> [What to do]: Pick out and copy every line below that has the word "open".

Items from a data source:

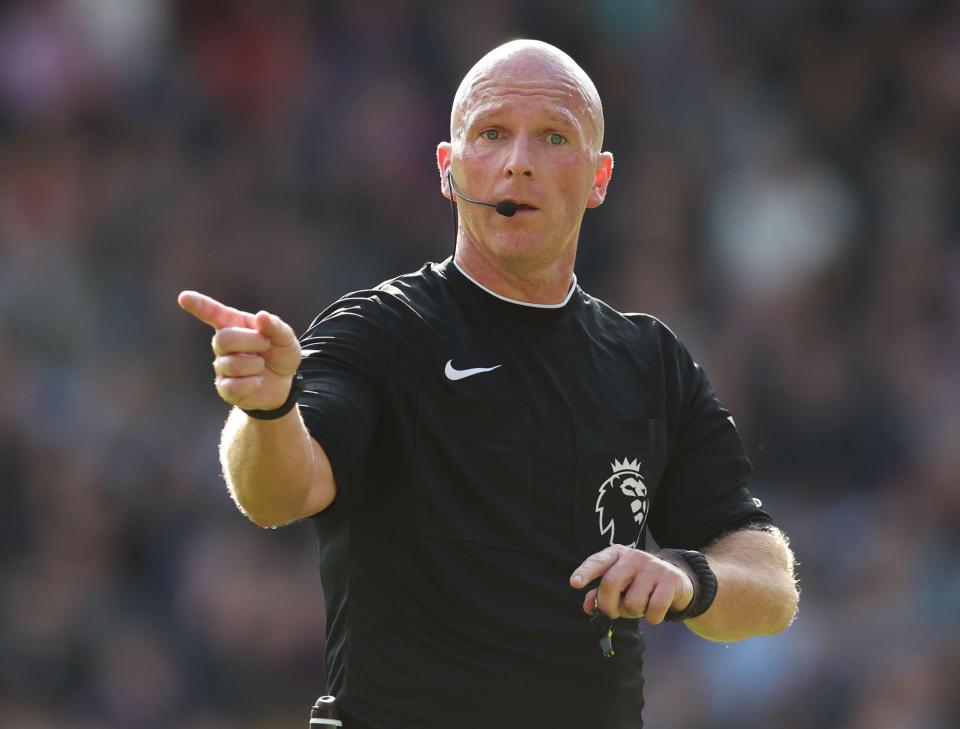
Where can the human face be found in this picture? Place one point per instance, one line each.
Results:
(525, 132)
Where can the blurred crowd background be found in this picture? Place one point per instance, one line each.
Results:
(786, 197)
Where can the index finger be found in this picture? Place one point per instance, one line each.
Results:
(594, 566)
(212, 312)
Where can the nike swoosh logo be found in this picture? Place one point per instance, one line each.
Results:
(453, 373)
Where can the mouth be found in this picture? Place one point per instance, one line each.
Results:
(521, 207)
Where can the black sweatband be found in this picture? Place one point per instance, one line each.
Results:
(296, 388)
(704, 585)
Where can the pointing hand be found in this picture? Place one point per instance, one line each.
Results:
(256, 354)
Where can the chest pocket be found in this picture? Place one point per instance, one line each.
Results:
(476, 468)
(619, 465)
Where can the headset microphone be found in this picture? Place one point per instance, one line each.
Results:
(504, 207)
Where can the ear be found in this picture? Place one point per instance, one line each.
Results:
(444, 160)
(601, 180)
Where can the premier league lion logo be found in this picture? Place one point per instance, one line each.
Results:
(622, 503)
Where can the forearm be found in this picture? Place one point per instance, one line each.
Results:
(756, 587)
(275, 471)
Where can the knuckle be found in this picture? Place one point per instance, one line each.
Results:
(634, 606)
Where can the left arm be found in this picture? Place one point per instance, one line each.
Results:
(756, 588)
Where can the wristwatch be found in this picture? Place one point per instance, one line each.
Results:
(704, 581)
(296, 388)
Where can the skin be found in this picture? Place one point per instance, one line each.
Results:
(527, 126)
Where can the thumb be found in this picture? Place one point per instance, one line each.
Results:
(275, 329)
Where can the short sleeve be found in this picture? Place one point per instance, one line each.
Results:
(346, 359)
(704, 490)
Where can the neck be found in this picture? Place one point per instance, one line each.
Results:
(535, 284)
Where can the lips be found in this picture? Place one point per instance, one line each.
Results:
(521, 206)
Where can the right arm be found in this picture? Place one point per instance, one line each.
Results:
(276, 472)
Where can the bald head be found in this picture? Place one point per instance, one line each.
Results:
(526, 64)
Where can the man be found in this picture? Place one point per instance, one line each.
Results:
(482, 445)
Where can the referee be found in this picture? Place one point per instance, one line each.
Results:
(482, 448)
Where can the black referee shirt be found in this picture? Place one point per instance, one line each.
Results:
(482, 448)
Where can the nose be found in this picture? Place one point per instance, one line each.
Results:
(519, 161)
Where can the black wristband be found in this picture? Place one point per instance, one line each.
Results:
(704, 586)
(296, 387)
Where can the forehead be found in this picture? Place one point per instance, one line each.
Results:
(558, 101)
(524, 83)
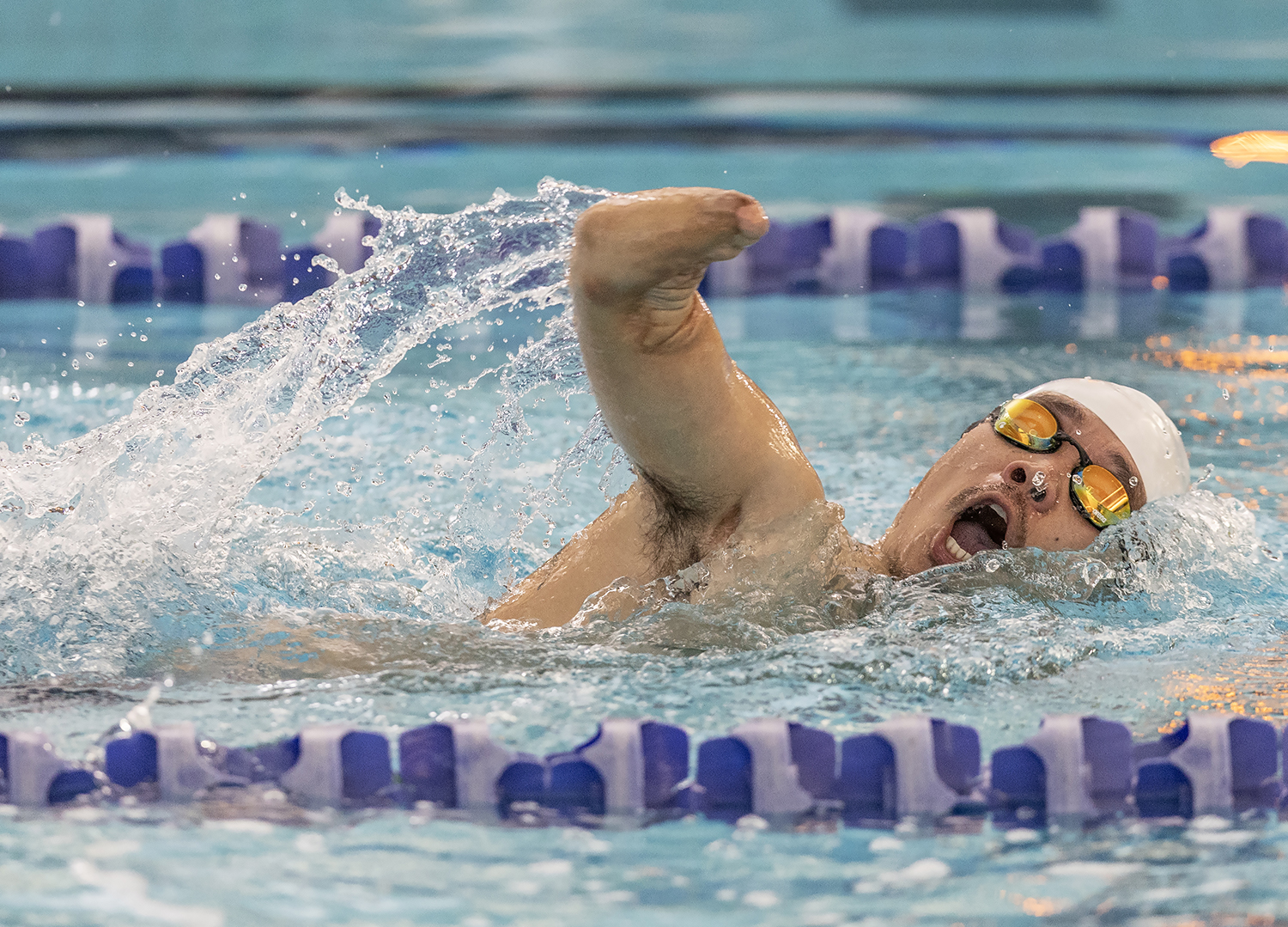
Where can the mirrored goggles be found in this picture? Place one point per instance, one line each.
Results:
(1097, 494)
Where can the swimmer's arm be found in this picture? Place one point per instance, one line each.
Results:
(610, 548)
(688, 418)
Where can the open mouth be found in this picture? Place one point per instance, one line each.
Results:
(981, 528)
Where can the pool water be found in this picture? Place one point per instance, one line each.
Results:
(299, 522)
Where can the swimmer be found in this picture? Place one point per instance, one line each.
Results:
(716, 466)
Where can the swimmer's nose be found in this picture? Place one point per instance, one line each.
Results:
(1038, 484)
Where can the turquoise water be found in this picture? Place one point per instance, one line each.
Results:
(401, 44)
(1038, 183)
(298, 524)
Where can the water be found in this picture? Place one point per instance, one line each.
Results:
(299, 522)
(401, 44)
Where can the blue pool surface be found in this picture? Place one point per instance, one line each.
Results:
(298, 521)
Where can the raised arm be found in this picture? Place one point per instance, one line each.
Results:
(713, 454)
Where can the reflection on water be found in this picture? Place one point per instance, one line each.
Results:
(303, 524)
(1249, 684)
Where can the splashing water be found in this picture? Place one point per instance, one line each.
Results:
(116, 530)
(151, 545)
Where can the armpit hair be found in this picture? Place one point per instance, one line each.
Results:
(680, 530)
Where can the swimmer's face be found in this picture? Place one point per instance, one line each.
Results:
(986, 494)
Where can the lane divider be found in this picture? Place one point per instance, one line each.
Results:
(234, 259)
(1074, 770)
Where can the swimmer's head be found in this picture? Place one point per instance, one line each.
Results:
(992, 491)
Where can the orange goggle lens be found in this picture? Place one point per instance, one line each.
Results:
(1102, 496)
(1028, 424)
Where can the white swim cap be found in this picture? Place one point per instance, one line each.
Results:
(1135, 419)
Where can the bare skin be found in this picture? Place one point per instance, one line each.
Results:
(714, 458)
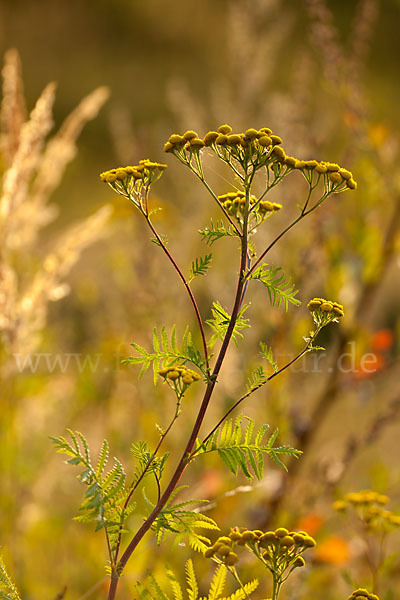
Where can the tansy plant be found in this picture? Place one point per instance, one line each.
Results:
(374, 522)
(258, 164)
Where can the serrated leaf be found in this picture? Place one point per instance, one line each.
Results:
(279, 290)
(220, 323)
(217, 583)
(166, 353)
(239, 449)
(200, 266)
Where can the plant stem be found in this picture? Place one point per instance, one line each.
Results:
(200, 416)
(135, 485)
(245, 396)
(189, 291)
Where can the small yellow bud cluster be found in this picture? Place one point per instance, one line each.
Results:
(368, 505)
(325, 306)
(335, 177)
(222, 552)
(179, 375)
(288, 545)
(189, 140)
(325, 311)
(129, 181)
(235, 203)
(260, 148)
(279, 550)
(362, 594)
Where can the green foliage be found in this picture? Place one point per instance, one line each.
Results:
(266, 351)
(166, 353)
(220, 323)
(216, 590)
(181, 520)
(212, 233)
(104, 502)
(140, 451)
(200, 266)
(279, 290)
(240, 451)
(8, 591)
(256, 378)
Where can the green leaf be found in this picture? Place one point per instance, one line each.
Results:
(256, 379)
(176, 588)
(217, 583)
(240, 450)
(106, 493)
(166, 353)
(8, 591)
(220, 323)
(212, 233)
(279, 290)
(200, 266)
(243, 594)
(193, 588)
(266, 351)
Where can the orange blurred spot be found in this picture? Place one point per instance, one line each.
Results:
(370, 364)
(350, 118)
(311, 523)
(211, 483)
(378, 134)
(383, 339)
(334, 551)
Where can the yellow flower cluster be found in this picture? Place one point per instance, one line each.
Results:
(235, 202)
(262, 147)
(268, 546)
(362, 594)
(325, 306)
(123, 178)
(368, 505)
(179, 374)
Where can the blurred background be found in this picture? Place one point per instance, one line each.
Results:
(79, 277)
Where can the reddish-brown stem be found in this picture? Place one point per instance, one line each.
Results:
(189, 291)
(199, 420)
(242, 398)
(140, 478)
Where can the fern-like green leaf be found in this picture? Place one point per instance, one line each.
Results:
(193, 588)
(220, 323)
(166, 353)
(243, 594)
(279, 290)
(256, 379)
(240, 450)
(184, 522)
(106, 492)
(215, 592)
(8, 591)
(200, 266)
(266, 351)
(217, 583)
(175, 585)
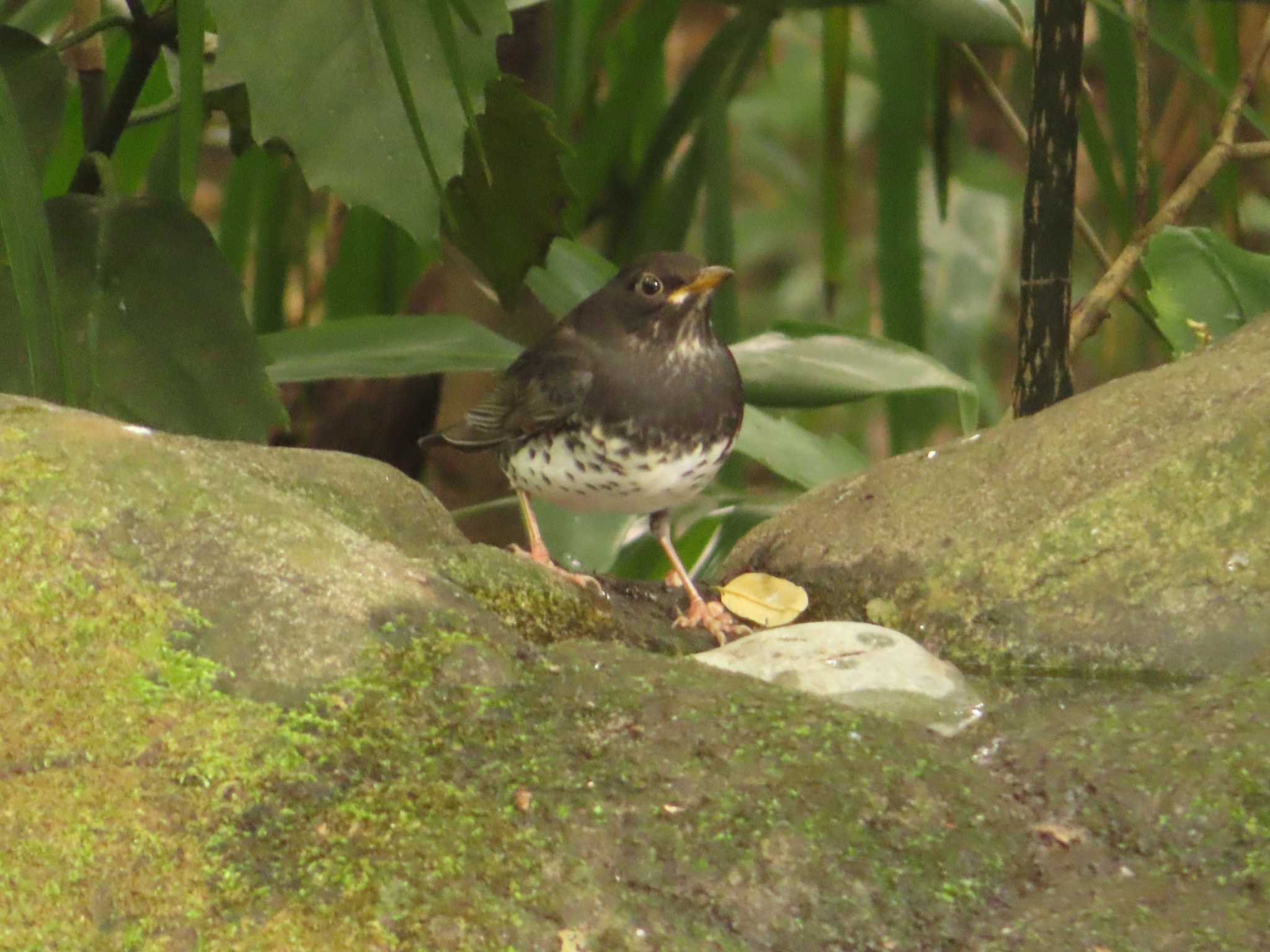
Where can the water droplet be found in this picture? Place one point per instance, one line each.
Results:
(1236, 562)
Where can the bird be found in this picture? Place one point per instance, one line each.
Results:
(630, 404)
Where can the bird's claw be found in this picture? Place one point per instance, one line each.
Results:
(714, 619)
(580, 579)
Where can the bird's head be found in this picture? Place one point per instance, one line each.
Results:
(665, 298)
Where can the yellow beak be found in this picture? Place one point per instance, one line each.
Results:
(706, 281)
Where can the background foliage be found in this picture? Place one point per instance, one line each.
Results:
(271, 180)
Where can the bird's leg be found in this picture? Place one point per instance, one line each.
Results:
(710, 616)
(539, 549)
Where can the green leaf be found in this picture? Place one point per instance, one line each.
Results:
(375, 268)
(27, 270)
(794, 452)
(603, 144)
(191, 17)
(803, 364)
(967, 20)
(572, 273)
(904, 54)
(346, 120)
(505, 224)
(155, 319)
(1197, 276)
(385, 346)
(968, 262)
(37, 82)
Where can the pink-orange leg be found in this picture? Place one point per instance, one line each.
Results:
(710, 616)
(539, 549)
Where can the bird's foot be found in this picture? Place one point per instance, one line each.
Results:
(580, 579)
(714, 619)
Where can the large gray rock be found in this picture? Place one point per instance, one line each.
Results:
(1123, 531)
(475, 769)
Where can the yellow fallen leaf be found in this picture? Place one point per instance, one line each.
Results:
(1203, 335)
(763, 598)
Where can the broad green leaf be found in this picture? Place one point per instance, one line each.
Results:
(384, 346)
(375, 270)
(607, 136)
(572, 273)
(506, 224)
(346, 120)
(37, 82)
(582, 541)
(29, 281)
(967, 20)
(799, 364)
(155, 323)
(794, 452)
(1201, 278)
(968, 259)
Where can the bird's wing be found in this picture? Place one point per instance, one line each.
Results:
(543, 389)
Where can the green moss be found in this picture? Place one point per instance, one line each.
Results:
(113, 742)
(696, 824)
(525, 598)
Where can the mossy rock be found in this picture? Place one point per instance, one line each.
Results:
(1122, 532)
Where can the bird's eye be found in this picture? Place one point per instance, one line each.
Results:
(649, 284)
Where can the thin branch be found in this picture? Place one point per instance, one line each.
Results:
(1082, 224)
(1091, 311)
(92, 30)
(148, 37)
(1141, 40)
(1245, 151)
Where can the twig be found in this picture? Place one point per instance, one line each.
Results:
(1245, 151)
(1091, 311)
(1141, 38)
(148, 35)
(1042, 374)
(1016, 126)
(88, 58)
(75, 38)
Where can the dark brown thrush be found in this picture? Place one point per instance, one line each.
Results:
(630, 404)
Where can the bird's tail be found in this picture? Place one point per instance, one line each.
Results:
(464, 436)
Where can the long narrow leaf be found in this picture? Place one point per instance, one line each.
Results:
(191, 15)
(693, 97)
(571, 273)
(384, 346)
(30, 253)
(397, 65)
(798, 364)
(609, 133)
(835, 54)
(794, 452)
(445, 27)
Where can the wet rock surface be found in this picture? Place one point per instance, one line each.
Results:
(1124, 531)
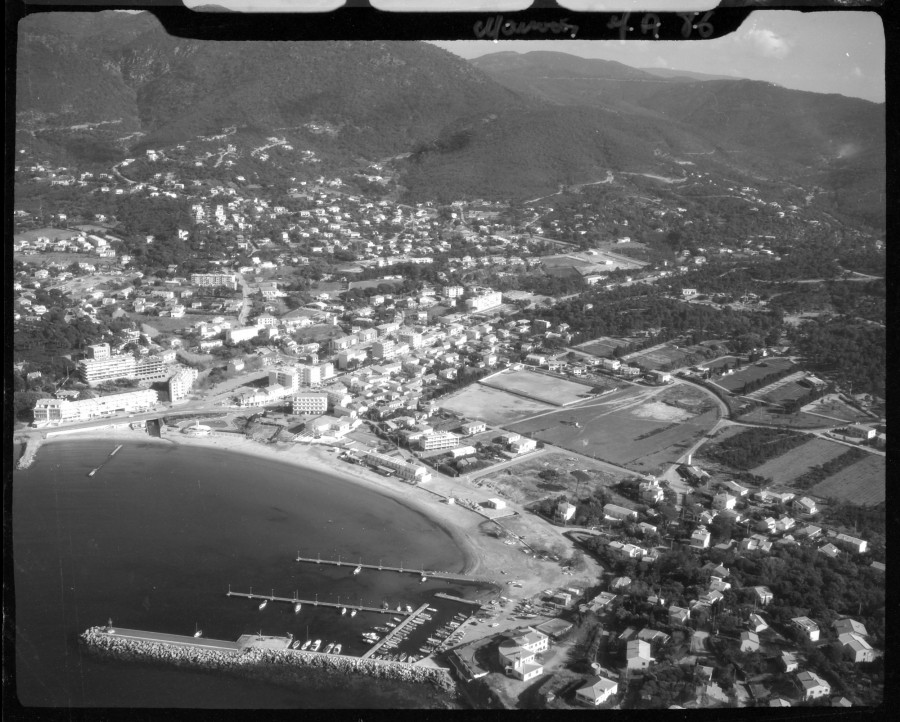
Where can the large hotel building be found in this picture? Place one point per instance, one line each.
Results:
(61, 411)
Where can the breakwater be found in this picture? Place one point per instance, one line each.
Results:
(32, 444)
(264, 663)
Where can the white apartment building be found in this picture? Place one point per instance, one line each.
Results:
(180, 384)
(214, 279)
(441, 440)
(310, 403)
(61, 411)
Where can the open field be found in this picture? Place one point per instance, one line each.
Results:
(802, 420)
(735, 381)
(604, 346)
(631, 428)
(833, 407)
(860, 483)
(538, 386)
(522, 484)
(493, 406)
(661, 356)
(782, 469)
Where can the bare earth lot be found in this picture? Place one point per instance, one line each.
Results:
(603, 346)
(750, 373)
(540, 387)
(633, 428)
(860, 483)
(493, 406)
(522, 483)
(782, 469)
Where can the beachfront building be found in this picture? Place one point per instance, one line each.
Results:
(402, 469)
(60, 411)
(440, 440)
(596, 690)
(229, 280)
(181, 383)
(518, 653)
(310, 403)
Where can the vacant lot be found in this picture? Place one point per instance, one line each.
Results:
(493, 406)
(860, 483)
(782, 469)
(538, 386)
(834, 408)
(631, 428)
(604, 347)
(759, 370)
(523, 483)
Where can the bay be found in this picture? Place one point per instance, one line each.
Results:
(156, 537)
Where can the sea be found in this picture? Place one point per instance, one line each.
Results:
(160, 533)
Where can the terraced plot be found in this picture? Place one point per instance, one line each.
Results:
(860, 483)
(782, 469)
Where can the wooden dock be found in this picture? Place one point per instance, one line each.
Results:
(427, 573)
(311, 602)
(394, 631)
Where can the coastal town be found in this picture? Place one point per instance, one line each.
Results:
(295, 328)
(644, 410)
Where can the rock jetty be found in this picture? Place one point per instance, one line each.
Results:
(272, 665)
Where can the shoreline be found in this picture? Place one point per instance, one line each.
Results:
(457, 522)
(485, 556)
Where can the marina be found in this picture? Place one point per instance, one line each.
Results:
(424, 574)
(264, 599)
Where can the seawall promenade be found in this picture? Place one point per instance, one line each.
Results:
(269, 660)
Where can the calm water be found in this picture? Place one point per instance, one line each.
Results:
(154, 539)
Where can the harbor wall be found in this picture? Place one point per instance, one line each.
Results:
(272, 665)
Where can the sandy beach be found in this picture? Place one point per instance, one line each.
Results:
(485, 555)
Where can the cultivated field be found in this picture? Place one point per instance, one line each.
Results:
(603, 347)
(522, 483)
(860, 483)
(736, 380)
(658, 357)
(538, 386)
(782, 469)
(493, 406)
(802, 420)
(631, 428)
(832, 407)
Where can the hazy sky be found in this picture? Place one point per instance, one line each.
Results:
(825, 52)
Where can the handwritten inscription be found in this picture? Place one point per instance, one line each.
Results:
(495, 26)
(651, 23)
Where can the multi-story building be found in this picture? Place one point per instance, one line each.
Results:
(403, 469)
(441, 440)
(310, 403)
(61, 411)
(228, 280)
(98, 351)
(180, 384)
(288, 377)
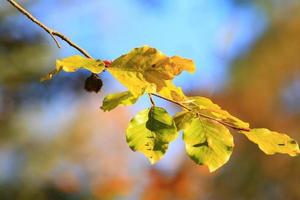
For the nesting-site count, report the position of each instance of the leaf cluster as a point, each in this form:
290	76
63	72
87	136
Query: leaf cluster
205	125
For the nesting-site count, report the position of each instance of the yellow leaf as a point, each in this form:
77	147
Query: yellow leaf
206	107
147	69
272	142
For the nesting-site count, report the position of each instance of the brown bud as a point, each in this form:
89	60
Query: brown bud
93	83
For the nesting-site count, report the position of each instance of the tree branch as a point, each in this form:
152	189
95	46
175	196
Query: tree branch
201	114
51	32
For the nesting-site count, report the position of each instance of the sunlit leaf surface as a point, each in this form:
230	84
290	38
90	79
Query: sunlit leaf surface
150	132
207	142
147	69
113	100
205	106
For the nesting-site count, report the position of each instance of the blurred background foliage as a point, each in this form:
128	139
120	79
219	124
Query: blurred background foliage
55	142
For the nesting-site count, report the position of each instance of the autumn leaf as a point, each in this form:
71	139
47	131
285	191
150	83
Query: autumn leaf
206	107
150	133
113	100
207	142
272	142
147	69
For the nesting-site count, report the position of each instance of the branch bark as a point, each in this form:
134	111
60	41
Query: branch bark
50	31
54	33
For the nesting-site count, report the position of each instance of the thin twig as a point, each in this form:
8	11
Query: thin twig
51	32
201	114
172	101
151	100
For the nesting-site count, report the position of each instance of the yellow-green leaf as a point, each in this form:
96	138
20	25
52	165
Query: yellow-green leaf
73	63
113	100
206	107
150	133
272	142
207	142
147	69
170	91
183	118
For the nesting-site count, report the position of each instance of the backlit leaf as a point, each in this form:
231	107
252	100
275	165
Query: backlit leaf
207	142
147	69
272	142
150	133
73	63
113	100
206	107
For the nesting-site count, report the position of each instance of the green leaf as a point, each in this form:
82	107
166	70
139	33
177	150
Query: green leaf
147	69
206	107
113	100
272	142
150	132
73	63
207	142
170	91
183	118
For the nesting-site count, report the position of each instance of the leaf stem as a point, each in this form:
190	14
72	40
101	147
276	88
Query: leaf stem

> [Answer to this task]:
Where can the open mouth be found in this picture? Place one point per instance, one line each.
Where can the open field be found in this picture? Place one point per instance, one line each.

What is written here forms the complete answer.